# [Document extract]
Panel Finds OSHA Lead Exposure Standard Inadequate
A new report from a National Research Council committee says the current standard sets limits that do not protect personnel working on military firing ranges from harmful exposures.
A new National Research Council report concludes the current OSHA general industry standard for lead exposure, 29 CFR 1910.1025, is not sufficiently protective, given that blood lead levels below what the 34-year-old standard regards as safe are known to cause health problems.
The standard sets an action level of 30 micrograms per cubic meter of air (µg/m3) as an eight-hour TWA and requires medical surveillance of workers exposed above that level for more than 30 days per year, and an employee with a blood lead level of 60 µg/dL of higher of three consecutive blood lead levels average 50 or higher must be removed from work involving lead exposure. But the report's summary points out that the U.S. National Toxicology Program and EPA have identified health effects below 10 µg/dL, and in some cases as low as 5 µg/dL. The report says adverse kidney effects occur with blood lead levels of 8-12 µg/dL, while adverse cardiovascular effects are seen at BLLs below 10 µg/dL.
Hearing loss, increased blood pressure, impaired balance, and other adverse effects also occur below 30 µg/dL, according to the report, which cites a model showing that an average worker who is exposed at the OSHA action level for one year would have a BLL of about 30 µg/dL as a result.

# [Supplied information]
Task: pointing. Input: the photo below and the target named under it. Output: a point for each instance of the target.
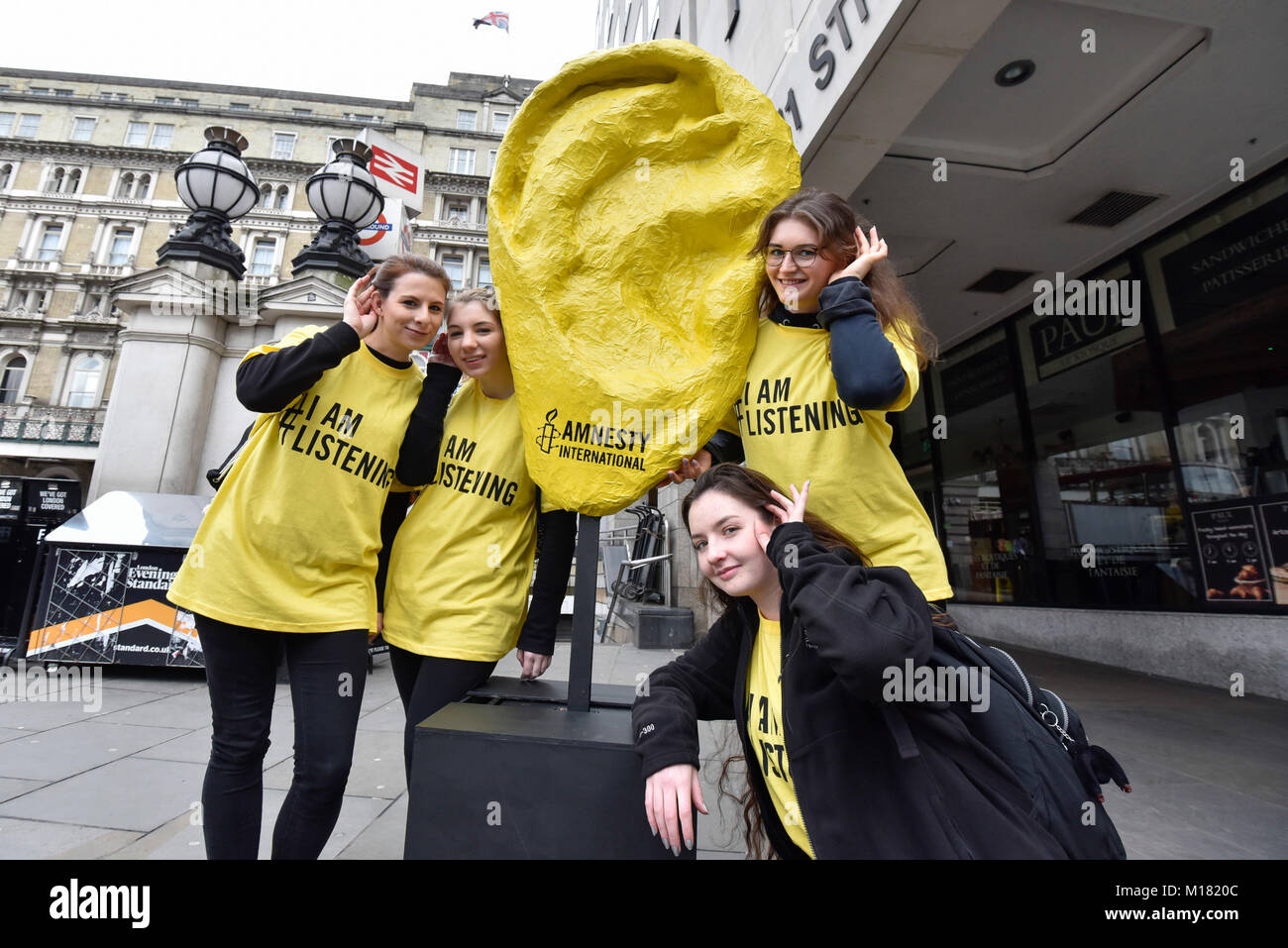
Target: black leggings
(329, 672)
(428, 683)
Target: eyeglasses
(804, 257)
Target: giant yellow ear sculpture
(626, 194)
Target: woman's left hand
(870, 252)
(785, 511)
(533, 665)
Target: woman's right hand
(690, 469)
(439, 353)
(359, 311)
(670, 796)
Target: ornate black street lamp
(344, 196)
(219, 188)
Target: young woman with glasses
(840, 346)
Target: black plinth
(528, 781)
(535, 769)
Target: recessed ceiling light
(1016, 72)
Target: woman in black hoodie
(800, 660)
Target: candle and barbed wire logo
(549, 432)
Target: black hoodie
(868, 785)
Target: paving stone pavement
(121, 781)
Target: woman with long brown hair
(286, 556)
(840, 344)
(800, 660)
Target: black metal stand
(515, 773)
(584, 614)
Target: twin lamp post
(219, 188)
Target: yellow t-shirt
(764, 728)
(290, 541)
(795, 427)
(462, 563)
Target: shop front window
(1108, 505)
(987, 522)
(1220, 288)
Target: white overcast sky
(372, 48)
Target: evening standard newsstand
(106, 572)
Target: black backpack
(1042, 741)
(215, 476)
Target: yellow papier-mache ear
(626, 194)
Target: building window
(50, 243)
(63, 180)
(1103, 472)
(462, 161)
(283, 146)
(123, 241)
(132, 185)
(986, 479)
(262, 261)
(12, 377)
(455, 266)
(82, 391)
(82, 128)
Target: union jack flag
(494, 18)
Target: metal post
(584, 613)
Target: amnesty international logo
(549, 432)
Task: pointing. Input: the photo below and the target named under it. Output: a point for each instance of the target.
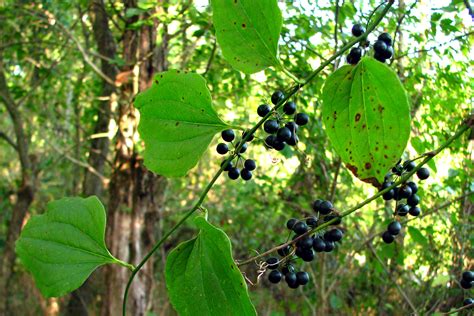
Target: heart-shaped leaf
(177, 122)
(202, 278)
(366, 116)
(248, 32)
(62, 247)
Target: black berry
(289, 108)
(333, 235)
(329, 246)
(250, 164)
(222, 148)
(271, 126)
(302, 278)
(246, 174)
(234, 173)
(465, 284)
(414, 211)
(300, 228)
(301, 119)
(413, 200)
(325, 207)
(380, 47)
(404, 192)
(388, 238)
(358, 30)
(291, 223)
(272, 263)
(283, 134)
(423, 173)
(263, 110)
(275, 276)
(386, 38)
(319, 245)
(409, 165)
(312, 221)
(394, 228)
(277, 96)
(228, 135)
(402, 209)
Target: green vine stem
(466, 125)
(290, 94)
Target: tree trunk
(24, 196)
(100, 146)
(135, 193)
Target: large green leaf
(202, 278)
(177, 122)
(366, 115)
(62, 247)
(248, 32)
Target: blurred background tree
(69, 71)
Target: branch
(463, 128)
(292, 92)
(8, 140)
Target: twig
(467, 124)
(206, 190)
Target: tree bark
(24, 195)
(100, 146)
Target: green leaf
(202, 278)
(177, 122)
(366, 116)
(63, 246)
(248, 32)
(417, 236)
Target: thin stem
(467, 124)
(203, 195)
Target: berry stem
(203, 195)
(466, 125)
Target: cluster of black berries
(383, 49)
(406, 191)
(467, 278)
(247, 165)
(282, 131)
(305, 247)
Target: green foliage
(62, 247)
(366, 115)
(248, 32)
(202, 278)
(177, 122)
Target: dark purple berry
(414, 211)
(222, 148)
(302, 278)
(277, 96)
(318, 244)
(289, 108)
(263, 110)
(394, 228)
(272, 263)
(275, 276)
(423, 173)
(250, 164)
(271, 126)
(358, 30)
(301, 119)
(387, 237)
(246, 174)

# [Problem]
According to the article on the OSHA lead standard, at what blood lead levels does the report say adverse kidney effects occur?

# [Reply]
8-12 µg/dL